***** Materials provided *****
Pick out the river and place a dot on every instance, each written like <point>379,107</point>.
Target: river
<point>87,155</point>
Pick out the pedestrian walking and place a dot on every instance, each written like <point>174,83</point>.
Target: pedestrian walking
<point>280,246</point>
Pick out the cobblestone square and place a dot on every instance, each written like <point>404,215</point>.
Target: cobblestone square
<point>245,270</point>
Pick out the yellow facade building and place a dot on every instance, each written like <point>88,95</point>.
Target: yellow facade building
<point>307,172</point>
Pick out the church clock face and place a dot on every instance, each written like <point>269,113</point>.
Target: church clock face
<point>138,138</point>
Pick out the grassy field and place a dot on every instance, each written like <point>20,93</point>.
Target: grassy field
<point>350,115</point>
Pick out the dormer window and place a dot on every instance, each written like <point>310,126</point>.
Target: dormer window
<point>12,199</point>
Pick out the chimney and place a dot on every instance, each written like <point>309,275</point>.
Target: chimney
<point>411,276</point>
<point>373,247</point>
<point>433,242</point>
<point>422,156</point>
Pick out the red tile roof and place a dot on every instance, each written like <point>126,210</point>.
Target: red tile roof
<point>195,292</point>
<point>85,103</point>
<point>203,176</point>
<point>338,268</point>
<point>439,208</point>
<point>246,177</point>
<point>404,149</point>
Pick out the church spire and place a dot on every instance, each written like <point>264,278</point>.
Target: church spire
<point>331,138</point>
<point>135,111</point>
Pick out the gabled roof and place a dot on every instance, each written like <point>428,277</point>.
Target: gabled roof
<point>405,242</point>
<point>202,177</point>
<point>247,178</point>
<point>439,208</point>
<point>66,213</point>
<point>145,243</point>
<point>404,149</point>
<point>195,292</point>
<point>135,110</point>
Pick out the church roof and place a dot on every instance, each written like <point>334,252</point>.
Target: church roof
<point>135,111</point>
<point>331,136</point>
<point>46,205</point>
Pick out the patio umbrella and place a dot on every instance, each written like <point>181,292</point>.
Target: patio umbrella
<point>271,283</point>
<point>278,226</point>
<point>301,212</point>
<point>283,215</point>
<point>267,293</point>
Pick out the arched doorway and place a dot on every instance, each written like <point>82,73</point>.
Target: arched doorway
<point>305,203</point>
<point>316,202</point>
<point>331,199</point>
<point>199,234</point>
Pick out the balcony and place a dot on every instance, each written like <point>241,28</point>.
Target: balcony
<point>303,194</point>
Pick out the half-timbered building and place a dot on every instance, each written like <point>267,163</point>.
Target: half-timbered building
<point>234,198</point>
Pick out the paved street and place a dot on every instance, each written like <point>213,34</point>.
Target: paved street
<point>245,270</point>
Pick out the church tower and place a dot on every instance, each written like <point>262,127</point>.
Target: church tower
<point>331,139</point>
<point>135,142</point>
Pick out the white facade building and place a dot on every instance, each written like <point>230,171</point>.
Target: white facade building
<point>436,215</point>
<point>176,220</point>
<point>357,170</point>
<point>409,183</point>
*****
▶ **Work order**
In the listing above, find the line containing "Target: patio umbrella" and please quote exactly that line through the last one, and no other lines.

▶ **Expected answer**
Target: patio umbrella
<point>271,283</point>
<point>278,226</point>
<point>301,212</point>
<point>283,215</point>
<point>267,293</point>
Pick out the arched doorway and place a dot on every instance, each written like <point>82,73</point>.
Target: arched doorway
<point>305,203</point>
<point>316,202</point>
<point>331,199</point>
<point>199,234</point>
Pick out the balcony and place a dot on every instance, each written like <point>241,28</point>.
Target: balcony
<point>303,194</point>
Pick out the half-timbered building and place a dot on every instance, each written like <point>267,163</point>.
Target: half-timbered building
<point>234,198</point>
Pick out the paved street and place a dot on every instance, each written like <point>213,34</point>.
Target: paved street
<point>245,270</point>
Pick out the church tower and place a dot on every instance, each written like <point>262,127</point>.
Target: church tower
<point>331,139</point>
<point>135,142</point>
Pick out the white facade building and place a dot on every instance, each written like <point>230,171</point>.
Target: white facade building
<point>436,215</point>
<point>176,220</point>
<point>357,170</point>
<point>409,183</point>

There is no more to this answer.